(Dataset excerpts on object pointing)
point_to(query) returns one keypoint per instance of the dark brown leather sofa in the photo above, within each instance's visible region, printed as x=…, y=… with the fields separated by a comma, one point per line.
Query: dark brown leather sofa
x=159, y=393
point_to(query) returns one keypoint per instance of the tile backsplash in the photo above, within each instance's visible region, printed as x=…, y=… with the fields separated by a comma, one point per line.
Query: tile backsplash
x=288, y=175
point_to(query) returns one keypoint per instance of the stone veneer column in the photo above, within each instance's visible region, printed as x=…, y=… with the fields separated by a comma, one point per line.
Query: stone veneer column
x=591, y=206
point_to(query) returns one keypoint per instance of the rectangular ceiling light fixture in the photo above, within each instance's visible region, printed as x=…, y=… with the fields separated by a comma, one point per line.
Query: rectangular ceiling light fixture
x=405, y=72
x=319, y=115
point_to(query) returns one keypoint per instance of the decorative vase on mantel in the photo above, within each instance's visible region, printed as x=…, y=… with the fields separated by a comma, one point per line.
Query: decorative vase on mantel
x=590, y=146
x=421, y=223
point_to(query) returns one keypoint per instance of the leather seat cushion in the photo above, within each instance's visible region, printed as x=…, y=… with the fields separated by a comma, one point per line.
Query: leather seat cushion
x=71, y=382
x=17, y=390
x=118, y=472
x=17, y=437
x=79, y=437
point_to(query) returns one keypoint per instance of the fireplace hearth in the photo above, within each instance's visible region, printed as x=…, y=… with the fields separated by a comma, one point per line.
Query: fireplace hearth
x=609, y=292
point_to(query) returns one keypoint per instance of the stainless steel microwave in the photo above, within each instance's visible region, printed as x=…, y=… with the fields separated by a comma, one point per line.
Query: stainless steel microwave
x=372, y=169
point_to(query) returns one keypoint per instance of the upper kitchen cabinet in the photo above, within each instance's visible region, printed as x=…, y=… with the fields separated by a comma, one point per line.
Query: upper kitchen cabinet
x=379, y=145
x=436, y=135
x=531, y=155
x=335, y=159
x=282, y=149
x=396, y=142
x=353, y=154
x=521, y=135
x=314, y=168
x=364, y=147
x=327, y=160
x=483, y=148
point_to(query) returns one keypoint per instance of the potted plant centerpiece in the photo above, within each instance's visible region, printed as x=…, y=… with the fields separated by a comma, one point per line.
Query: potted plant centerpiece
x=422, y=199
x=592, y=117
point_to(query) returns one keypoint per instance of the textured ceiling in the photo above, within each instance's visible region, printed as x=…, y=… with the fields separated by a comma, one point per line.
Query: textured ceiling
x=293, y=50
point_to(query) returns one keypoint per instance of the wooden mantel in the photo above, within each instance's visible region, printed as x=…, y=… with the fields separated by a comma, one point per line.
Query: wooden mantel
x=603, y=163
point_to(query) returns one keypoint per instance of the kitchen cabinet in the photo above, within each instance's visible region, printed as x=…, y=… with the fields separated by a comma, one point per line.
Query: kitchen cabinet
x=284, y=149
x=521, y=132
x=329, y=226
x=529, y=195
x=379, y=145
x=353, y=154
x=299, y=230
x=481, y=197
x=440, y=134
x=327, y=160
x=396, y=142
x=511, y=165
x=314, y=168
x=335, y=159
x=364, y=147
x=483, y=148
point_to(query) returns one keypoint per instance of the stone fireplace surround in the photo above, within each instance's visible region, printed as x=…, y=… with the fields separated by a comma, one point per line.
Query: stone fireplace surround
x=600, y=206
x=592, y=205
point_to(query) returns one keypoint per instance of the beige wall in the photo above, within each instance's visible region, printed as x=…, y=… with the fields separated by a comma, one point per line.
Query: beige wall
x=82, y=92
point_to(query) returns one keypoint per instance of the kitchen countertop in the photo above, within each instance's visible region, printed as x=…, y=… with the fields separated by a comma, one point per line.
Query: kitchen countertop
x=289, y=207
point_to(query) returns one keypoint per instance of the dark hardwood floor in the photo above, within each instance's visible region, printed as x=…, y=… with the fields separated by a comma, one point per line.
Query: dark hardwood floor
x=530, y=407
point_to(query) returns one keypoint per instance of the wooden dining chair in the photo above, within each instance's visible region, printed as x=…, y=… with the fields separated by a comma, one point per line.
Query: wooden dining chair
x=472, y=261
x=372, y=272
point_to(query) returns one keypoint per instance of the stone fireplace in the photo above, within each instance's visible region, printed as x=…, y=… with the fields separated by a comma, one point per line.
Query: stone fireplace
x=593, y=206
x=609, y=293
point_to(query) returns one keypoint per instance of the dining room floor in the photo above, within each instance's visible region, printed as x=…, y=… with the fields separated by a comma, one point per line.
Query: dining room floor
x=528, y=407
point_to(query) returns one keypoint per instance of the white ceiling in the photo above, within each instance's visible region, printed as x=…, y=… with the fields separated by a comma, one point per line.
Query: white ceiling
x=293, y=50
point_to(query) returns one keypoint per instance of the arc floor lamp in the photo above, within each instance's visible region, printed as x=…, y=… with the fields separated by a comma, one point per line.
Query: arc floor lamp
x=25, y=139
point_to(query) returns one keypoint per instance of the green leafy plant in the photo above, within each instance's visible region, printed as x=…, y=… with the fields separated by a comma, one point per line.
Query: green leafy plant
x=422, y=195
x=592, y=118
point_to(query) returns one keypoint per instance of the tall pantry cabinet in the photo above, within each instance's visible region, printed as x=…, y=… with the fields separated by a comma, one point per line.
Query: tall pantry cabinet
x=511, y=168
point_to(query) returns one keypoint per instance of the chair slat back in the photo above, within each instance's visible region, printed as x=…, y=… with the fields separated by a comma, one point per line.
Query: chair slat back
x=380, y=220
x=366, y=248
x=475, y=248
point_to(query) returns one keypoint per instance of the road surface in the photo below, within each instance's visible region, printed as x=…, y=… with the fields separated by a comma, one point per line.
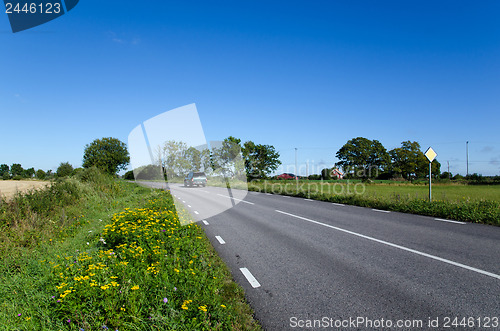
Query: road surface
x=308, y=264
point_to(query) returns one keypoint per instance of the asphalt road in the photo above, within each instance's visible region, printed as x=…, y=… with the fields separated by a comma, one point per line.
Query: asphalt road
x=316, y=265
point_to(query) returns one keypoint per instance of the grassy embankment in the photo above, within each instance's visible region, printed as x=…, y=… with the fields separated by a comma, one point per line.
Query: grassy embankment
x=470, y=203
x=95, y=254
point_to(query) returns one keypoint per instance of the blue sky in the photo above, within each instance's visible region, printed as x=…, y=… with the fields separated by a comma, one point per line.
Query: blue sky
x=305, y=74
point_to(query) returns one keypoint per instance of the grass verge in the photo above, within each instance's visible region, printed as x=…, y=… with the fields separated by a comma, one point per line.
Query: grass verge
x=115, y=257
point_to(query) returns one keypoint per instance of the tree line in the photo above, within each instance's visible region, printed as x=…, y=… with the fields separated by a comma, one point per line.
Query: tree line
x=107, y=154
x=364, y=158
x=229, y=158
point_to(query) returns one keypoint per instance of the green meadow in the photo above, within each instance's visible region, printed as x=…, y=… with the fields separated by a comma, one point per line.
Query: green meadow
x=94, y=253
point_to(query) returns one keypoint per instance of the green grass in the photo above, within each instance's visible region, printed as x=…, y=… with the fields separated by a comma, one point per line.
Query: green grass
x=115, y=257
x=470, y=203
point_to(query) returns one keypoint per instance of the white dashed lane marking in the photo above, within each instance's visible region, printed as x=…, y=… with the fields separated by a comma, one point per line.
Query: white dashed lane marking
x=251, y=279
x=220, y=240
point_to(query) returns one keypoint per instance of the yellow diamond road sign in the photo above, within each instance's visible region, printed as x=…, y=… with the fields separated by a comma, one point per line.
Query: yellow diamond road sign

» **Work to do**
Every line from the one containing "the white dashed" through the last line must be copied exactly; leave out the rest.

» **The output**
point_to(query) returns one keypoint per instance of the white dashed lane marking in the photo above, within each instance's visible region, printed as x=…, y=… with the fields separated by a comma, one point per line.
Query: white dashed lane marking
x=251, y=279
x=220, y=240
point_to(query) returns one keypoint per instance of the yellow diamond road sign in the photo above, within each instance's visible region, printed as x=…, y=… with the fields separated by a comma, one point per line.
Query: yellow diamond road sign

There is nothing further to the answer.